**Instructions for the task**
Show each line of the data below that contains the word "stone", copying every such line in full.
━━━ Material for this task
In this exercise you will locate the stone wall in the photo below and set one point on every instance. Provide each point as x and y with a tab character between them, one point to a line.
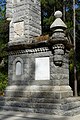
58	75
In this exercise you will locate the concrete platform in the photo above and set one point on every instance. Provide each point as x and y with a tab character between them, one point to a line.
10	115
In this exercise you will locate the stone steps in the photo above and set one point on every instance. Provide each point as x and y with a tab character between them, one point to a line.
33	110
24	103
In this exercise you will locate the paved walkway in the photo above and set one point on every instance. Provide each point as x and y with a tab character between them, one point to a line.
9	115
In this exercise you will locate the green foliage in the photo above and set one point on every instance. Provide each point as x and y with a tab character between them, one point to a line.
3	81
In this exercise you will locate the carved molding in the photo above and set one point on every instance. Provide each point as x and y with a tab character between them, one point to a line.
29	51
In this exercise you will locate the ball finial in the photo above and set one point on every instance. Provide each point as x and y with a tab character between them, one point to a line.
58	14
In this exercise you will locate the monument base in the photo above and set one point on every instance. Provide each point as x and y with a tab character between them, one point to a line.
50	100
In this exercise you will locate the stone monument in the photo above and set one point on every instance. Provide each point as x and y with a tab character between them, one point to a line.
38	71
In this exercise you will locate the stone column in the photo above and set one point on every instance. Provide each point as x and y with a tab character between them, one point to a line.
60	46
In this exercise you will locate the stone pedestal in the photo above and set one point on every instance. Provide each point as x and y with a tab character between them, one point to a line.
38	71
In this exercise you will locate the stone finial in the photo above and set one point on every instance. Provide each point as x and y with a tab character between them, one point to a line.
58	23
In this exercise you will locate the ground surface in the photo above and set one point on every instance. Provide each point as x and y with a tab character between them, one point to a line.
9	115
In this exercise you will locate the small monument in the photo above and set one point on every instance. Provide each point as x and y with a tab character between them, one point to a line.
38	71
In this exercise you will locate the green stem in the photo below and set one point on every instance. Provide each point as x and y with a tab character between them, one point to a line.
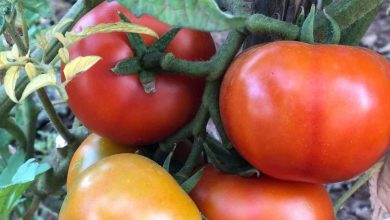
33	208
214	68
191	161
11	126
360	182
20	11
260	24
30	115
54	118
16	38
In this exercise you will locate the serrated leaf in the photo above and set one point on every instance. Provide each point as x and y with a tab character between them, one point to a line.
━━━━━━
━━━ Material for this task
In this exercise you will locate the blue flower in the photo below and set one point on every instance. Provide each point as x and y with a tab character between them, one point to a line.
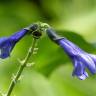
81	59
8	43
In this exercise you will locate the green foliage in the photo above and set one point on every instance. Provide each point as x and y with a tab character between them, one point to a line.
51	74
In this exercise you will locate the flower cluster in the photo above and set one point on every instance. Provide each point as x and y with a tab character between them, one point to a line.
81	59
━━━━━━
**Correct response**
In this exercise you will locate the stone wall in the photo below and set one point on every instance. Provide each point as x and y with a tab character between them, one point to a line.
In this exercise you will locate the stone steps in the photo above and set one point on every instance. Provide each point as x and y with a tab character between them, one point to a line.
In this exercise you will locate the stone monument in the photo above and set one point on every instance. Provide each point as x and y with a tab character between them, one point to a line.
In this exercise you will locate the stone column in the photo above and set one point on every instance. Provide each point as x and y with a tab character between them, one point to a line.
In this exercise you will locate the stone pedestal in the photo above and set one point on every instance. Provide each point as x and y with a tab character between them, one point to a line.
In this exercise you will locate the stone finial in the photo above and set one point on every instance. Provide each point as x and y with a tab character between them, one point to a line.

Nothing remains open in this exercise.